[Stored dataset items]

'''

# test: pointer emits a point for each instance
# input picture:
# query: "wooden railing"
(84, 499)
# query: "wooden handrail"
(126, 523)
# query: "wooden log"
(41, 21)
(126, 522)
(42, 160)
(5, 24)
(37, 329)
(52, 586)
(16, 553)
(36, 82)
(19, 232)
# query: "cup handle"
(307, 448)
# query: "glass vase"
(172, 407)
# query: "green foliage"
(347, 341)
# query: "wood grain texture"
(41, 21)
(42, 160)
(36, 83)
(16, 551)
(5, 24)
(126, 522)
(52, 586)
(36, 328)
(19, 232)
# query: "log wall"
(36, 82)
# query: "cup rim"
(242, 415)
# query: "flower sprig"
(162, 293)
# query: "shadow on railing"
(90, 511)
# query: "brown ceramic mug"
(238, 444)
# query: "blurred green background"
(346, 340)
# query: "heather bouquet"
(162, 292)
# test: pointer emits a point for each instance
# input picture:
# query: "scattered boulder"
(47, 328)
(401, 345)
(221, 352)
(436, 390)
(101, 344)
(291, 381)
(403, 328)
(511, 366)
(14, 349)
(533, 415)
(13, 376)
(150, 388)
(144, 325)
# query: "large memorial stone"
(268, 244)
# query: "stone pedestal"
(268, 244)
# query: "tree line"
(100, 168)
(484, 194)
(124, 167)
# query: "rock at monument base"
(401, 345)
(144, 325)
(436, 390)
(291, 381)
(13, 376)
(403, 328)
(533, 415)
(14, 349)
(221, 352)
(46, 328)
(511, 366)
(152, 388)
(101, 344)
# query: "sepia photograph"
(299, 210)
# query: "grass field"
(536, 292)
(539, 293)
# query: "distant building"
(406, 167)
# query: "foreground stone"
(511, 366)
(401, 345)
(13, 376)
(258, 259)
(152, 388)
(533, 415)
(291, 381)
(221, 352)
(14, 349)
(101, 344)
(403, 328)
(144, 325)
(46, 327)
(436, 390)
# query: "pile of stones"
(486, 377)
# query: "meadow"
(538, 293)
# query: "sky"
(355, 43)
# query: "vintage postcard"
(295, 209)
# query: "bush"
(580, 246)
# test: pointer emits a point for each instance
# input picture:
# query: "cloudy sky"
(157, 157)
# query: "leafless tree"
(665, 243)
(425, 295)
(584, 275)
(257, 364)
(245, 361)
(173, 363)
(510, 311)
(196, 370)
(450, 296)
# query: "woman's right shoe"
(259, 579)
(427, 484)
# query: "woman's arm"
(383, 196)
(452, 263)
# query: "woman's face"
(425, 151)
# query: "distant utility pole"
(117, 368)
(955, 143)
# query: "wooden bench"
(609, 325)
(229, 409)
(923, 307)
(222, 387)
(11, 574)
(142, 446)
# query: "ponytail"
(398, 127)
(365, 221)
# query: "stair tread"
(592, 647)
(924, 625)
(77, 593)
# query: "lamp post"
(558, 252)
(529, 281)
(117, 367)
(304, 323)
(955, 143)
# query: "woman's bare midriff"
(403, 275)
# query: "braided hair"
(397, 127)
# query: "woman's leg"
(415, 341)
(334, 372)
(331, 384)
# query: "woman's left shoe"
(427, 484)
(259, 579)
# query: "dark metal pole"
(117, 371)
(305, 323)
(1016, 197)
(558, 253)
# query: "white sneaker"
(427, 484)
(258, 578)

'''
'''

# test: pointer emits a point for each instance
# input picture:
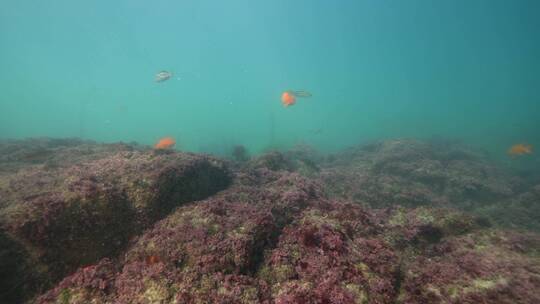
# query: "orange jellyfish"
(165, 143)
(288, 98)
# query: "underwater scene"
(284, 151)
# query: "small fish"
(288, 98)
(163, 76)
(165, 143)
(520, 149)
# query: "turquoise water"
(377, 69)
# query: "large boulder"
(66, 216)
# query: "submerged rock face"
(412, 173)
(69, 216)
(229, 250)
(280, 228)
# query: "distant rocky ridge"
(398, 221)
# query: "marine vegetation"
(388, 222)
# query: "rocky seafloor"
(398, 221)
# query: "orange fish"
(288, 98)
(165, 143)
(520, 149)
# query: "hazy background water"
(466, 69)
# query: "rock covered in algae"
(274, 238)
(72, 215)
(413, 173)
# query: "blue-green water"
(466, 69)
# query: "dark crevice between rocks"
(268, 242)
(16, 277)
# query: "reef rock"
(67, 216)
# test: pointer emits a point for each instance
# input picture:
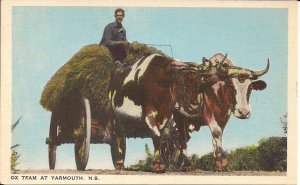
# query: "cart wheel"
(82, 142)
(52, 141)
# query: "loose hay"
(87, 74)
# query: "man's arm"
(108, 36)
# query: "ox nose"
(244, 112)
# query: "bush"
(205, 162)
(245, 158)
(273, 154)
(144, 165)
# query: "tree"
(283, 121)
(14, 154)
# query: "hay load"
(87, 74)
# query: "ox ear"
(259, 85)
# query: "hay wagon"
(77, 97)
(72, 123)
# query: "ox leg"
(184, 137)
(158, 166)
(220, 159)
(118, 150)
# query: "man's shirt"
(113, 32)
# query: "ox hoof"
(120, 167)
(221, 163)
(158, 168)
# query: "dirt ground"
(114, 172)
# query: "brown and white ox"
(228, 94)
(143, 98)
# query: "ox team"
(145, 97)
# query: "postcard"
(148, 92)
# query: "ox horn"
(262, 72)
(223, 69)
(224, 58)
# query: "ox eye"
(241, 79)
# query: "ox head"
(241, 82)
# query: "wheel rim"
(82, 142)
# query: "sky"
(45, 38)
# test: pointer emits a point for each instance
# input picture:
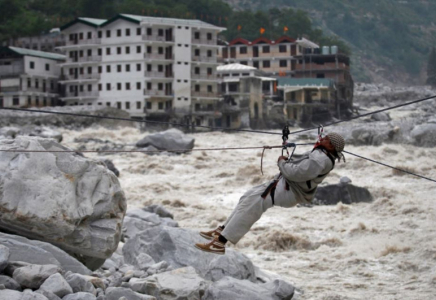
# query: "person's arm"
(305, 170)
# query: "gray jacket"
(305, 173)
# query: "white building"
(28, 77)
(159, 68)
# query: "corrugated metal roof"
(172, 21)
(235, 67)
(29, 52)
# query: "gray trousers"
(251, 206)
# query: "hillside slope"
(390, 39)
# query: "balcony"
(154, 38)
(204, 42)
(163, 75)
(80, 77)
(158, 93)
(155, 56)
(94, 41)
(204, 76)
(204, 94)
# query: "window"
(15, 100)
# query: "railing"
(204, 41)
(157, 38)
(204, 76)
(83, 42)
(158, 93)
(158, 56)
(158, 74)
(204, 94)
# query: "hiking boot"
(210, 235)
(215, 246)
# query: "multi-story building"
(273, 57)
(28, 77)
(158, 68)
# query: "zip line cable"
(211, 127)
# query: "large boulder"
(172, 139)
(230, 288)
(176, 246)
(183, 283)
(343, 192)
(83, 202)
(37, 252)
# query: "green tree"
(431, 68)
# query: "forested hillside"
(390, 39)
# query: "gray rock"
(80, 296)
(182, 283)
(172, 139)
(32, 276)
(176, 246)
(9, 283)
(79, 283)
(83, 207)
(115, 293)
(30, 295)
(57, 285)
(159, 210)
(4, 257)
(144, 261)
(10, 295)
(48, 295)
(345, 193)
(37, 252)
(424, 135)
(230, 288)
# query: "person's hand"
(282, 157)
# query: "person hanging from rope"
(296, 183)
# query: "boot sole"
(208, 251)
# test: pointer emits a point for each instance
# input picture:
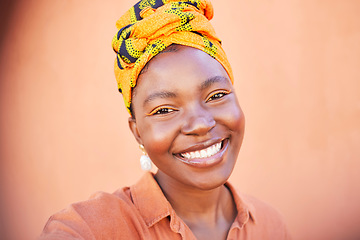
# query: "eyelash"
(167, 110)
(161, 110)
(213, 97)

'''
'''

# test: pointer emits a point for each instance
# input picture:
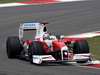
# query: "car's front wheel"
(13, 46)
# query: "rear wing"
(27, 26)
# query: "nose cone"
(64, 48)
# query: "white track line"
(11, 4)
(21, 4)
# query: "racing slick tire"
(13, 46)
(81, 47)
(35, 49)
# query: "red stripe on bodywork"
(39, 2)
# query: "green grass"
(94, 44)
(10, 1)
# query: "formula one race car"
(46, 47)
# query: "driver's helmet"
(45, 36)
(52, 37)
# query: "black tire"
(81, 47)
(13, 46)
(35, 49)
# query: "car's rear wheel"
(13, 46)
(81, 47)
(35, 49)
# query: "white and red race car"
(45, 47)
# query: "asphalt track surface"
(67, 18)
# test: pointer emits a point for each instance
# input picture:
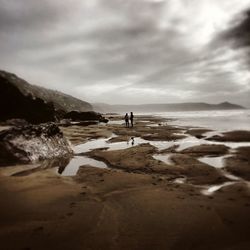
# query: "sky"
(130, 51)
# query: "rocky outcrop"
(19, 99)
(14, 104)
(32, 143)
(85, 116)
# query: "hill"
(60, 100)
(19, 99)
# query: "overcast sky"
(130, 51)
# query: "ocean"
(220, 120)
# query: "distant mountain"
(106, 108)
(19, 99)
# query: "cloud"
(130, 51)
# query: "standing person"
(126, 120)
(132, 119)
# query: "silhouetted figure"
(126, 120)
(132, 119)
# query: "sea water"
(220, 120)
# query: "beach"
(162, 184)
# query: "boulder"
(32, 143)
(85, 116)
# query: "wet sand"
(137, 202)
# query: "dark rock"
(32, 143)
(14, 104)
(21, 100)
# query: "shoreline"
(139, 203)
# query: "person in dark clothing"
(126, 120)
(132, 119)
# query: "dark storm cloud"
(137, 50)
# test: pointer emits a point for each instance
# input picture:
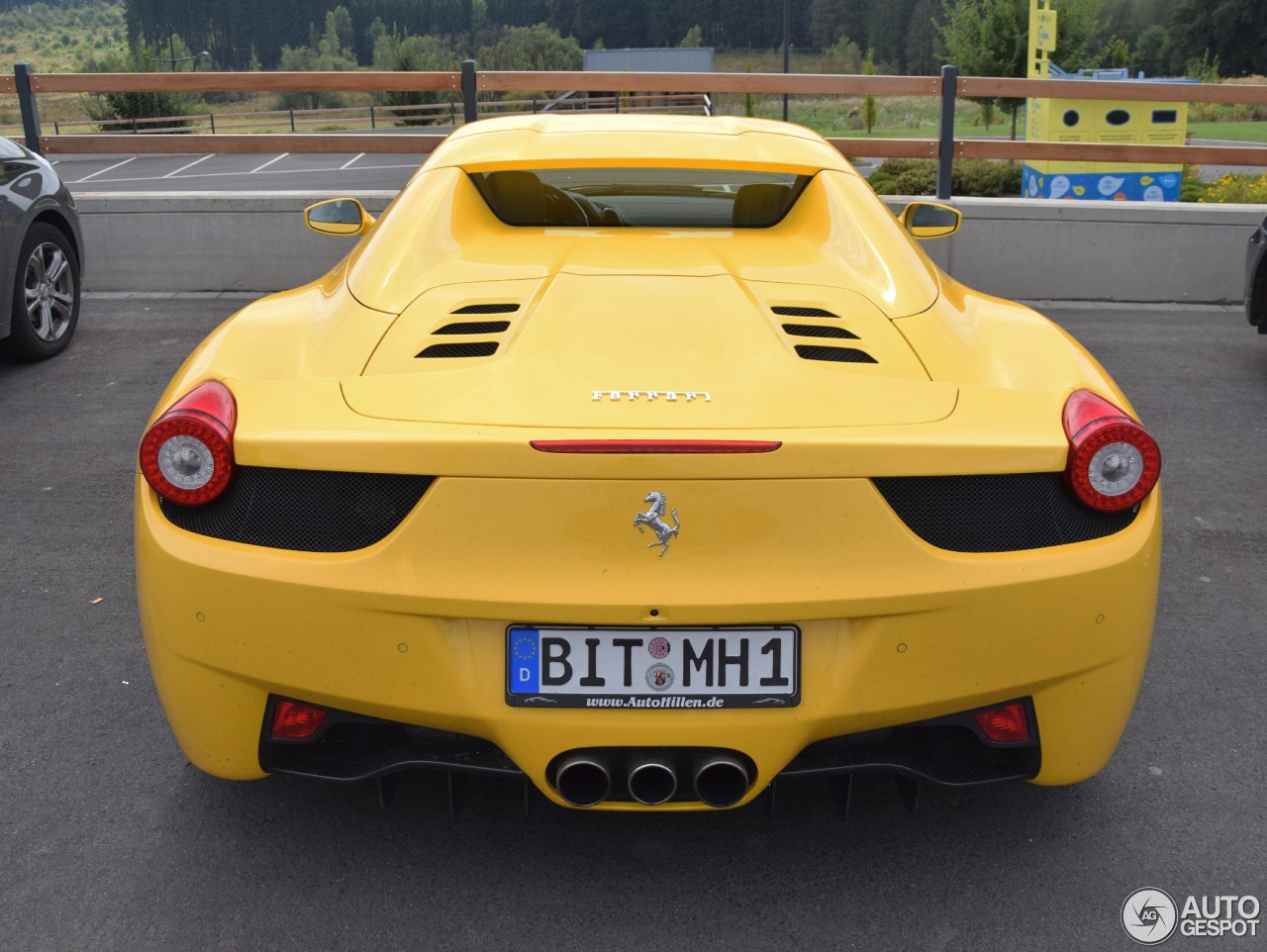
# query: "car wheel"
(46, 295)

'''

**WORK REQUIRED**
Gather every line of the records above that contains the string "tire", matching case exactly.

**WRITTEN RESPONSE**
# query: "racing slick tire"
# query: "black tire"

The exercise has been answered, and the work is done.